[Work to do] A faithful transcription of all the data is required.

— BEGIN Material for the task —

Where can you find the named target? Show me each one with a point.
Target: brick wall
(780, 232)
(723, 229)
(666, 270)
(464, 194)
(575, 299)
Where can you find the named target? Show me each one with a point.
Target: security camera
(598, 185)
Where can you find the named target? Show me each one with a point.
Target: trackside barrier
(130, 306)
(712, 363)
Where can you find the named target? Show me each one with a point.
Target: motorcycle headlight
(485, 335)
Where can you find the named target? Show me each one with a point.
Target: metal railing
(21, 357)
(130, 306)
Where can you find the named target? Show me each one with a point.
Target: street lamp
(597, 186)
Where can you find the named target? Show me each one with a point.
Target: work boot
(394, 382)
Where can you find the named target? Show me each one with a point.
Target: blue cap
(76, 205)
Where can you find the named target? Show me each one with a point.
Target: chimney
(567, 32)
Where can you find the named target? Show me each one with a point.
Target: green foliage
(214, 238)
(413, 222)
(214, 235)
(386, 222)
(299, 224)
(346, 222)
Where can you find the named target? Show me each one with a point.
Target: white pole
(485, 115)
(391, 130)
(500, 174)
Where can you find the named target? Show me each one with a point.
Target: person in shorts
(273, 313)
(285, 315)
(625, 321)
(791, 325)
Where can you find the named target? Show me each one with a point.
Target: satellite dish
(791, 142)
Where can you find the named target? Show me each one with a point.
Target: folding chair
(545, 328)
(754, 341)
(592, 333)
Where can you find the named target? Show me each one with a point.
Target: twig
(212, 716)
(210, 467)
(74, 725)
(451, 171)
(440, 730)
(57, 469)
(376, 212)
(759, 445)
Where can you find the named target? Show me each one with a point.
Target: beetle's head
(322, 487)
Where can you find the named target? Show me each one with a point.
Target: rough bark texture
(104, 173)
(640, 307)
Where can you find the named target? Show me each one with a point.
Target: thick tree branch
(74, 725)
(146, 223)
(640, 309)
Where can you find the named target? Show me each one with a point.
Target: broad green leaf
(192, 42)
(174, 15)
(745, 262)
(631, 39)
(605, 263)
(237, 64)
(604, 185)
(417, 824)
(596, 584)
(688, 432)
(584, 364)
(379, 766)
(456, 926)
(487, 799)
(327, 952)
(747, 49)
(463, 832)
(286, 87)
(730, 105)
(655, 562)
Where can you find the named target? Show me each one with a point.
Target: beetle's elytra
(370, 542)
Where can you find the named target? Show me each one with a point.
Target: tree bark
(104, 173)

— END Material for the task —

[Task output]
Where can you find the named target? Show me each one with a point.
Target: brick wall
(780, 232)
(723, 229)
(666, 270)
(464, 194)
(575, 299)
Where can you find the named target? Show me each one with a point.
Target: security camera
(598, 185)
Where can you find the named target? Show me each one with a point.
Target: trackside barrier
(130, 306)
(712, 363)
Where can you find the named target? Show me each one with a point.
Target: motorcycle headlight
(485, 335)
Where can you find the named target? Show me each one with a point.
Target: metal railing
(21, 357)
(130, 306)
Where can you find the named target? Show me each one with a point.
Target: street lamp
(597, 186)
Where can you find the named target? Show me each one with a point.
Target: work boot
(394, 382)
Where can you find the named target? Show me each one with a point.
Target: blue cap
(76, 205)
Where can you find the named target? Show me each one with a point.
Target: chimney
(567, 32)
Where can you find the named target? Show me each one with a point.
Target: green foliage
(214, 238)
(413, 222)
(214, 235)
(386, 222)
(299, 224)
(346, 222)
Where can you find the named target? Show me each one with a point.
Target: white pole
(485, 115)
(391, 130)
(500, 174)
Where can you find the named target? Show me each one with a point.
Target: person in shorts
(273, 313)
(285, 315)
(625, 321)
(791, 325)
Where can you find the named target? Show me each one with a point.
Target: satellite dish
(791, 142)
Where can you find the named target? Show me each one with a point.
Target: folding chair
(545, 328)
(754, 341)
(592, 333)
Where can you find the named target? Show me each one with a point.
Target: twig
(212, 716)
(210, 467)
(74, 725)
(451, 171)
(440, 730)
(57, 469)
(376, 212)
(759, 445)
Where can you find the named target? Show me each one with a point.
Target: beetle's head
(322, 487)
Where can you find the named target? Show me each one with a point.
Target: rough bark texture
(104, 173)
(640, 307)
Where can you find the named target? Show me each one with a point.
Target: thick tree branch
(74, 725)
(146, 223)
(640, 309)
Where can you find the named target? Show me each one with a point.
Target: broad green leaf
(192, 42)
(174, 15)
(745, 262)
(631, 39)
(605, 263)
(237, 64)
(604, 185)
(417, 824)
(596, 584)
(688, 432)
(584, 364)
(379, 766)
(456, 926)
(487, 799)
(327, 952)
(747, 49)
(463, 832)
(286, 87)
(730, 105)
(655, 562)
Where can you find the named target? Show me each one with a point.
Target: beetle's elytra
(370, 542)
Where can you find the named target? Show me each one with a point.
Target: tree bark
(104, 173)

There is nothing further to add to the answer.